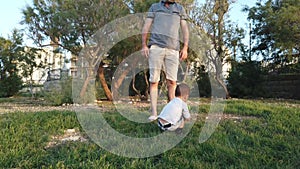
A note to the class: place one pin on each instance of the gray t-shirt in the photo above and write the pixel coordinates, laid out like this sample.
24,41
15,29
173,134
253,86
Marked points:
166,25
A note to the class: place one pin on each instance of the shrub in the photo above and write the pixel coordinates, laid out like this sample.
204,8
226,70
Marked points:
10,85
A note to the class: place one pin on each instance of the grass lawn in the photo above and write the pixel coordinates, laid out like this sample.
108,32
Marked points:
252,134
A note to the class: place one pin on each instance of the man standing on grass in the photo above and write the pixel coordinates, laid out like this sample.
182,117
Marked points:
164,19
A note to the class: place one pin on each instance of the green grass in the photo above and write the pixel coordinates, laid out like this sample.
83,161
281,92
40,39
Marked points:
271,139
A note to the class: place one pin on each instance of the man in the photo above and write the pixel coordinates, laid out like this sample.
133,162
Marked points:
164,19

☆ ☆ ☆ ☆

- **DIRECTIVE**
Rewrite the lines of the listing, starting with the line that contains "of the green" and going on through the end of the listing, swapping "pin" for "dot" and leaving everything else unchanged. Give only those lines.

- **FULL SOLUTION**
A note to the class: place one dot on each instance of the green grass in the photo above and write the pixel coordinates, laid out like this sample.
83,161
281,92
40,39
Marked points:
271,139
A note to the class: place one dot on each instance of the man in the photo above and write the pixel coordinates, laid out like this sample.
133,162
Marked points:
164,19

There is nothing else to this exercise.